舞台挨拶の記事から、「なお、舞台挨拶を前に、スクリ」を含む箇所で始まり「人柄の良さがにじみ出ていた。」の後で終わる部分を、一字も変えずに書き写してください。

◆ 本文:

_____

松坂桃李が“時代劇初主演”を務めた『居眠り磐音』が5月29日(水)に新宿ピカデリーで“大入り”御礼舞台挨拶を行った。登壇したのは主人公の磐音を演じた松坂桃李、磐音が江戸で住む長屋の大家の娘・おこんを演じた木村文乃、本木克英監督の3人。松坂の紺のスーツに合わせたかのように、木村は青いノースリーブのワンピースで登場。和服とは違った美しさを披露した。監督はシンプルな黒のスーツだった。
なお、舞台挨拶を前に、スクリーンの入口で松坂と監督がサプライズで観客を出迎え、大入り袋を直接手渡した。観客のほとんどが女性。松坂が「ありがとうございます」とはにかむような笑顔で感謝の言葉を口にしながら手渡そうとすると、驚きのあまり、立ち止まる、後ずさりする、うれしさのあまり動かなくなる、「応援しています」と話しかけるなど反応はさまざま。しかし、誰もがうれしそうだった。ちなみに監督も手渡すはずだったが、手前に松坂が立ったため、みなが松坂から受け取り、監督は補充係と化していた。しかし、穏やかな顔で横に立ち、監督の人柄の良さがにじみ出ていた。

_____

◆ 提供データ:
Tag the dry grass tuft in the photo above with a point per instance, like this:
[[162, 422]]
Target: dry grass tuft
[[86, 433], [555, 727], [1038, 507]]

_____

◆ 解答全文:
なお、舞台挨拶を前に、スクリーンの入口で松坂と監督がサプライズで観客を出迎え、大入り袋を直接手渡した。観客のほとんどが女性。松坂が「ありがとうございます」とはにかむような笑顔で感謝の言葉を口にしながら手渡そうとすると、驚きのあまり、立ち止まる、後ずさりする、うれしさのあまり動かなくなる、「応援しています」と話しかけるなど反応はさまざま。しかし、誰もがうれしそうだった。ちなみに監督も手渡すはずだったが、手前に松坂が立ったため、みなが松坂から受け取り、監督は補充係と化していた。しかし、穏やかな顔で横に立ち、監督の人柄の良さがにじみ出ていた。